------ TEXT SHOWN ------

- 1766–1790: the Esterházy court gradually shifted its time away from the old Vienna-Eisenstadt arrangement to a system involving the new palace at Esterháza, built starting in the 1760s at Fertőd in modern-day Hungary, about 40 km. from Eisenstadt. Initially, Esterháza was visited only during the summer; by 1778 this had expanded to ten months per year; and Haydn sold his house in Eisenstadt. At Esterháza Haydn lived in a house in the grounds of the palace (at Madach sétány 1, now a music museum (Muzsikaház) and gallery).
  - Journeys during this period:
    - In the late 1760s the Esterházy court made various journeys to their palaces in Pressburg (modern-day Bratislava) and at Kittsee, just across the Danube from Pressburg.
    - In the mid-1770s Haydn performed with his orchestra at the palace the Esterházys maintained near Pressburg (today called Bratislava and capital of Slovakia).
- 1790, approx. October–December: following the death of his patron Nikolaus Esterházy on September 28, Haydn settled in Vienna, renting rooms from his friend Johann Nepomuk Hamberger, who was an official in the Lower Austrian government. The address was Wasserkunstbastei no. 1196 (first numbering); entrance on Seilerstätte no. 21. Mrs. Haydn continued to rent rooms from Hamberger during Haydn's absence in London. The building was later inhabited by Beethoven (1801) and was rebuilt in 1805.
- January 1791 – June 1792: London. The city is 1237 km. from Vienna , and thus vastly farther than any other location where Haydn lived.
  - January–May 1791: #18, Great Pulteney Street, a lodging house where Haydn's host and collaborator Johann Peter Salomon also lived. Haydn did his work in a room provided him by the Broadwood piano firm, across the way at #33.
  - May–July 1791. Seeking quiet in which to compose, Haydn moved to a farm in the then rural district of Lisson Grove. Haydn left when the farm was sold in July.
  - August–September 1791. In the country at the home of the banker Nathanael Brassey. From historical records Scott deduces that this was called Roxford, in the village of Hertingfordbury, 21 miles to the north of London in Hertfordshire. Unlike any of the other places where Haydn lived while in England, this home is still standing.
  - Late September 1791. Probably back at #18, Great Pulteney Street.
  - Journeys during this period:
    - July 1791: Oxford, where he was awarded an honorary doctorate by the University in a grand ceremony.

------

> **QUESTIONS**
1. According to the residence list, why did Haydn move to the farm in Lisson Grove in May 1791? Answer in one to three sentences.
2. Quote the part of the residence list that opens with the words containing "- In the mid-1770s" and closes with "capital of Slovakia).".
Answer from the residence list alone.

------ EXTRACTED ENTRIES ------

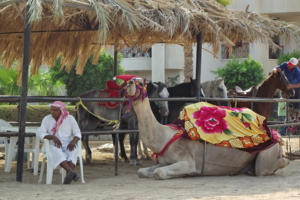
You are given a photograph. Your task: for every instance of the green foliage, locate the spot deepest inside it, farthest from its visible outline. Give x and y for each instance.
(225, 2)
(34, 113)
(93, 76)
(8, 81)
(286, 57)
(44, 85)
(242, 73)
(171, 81)
(41, 85)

------

> **COMPLETED EXERCISE**
1. Haydn moved to the farm because he was seeking quiet in which to compose. Lisson Grove was then a rural district.

2.
- In the mid-1770s Haydn performed with his orchestra at the palace the Esterházys maintained near Pressburg (today called Bratislava and capital of Slovakia).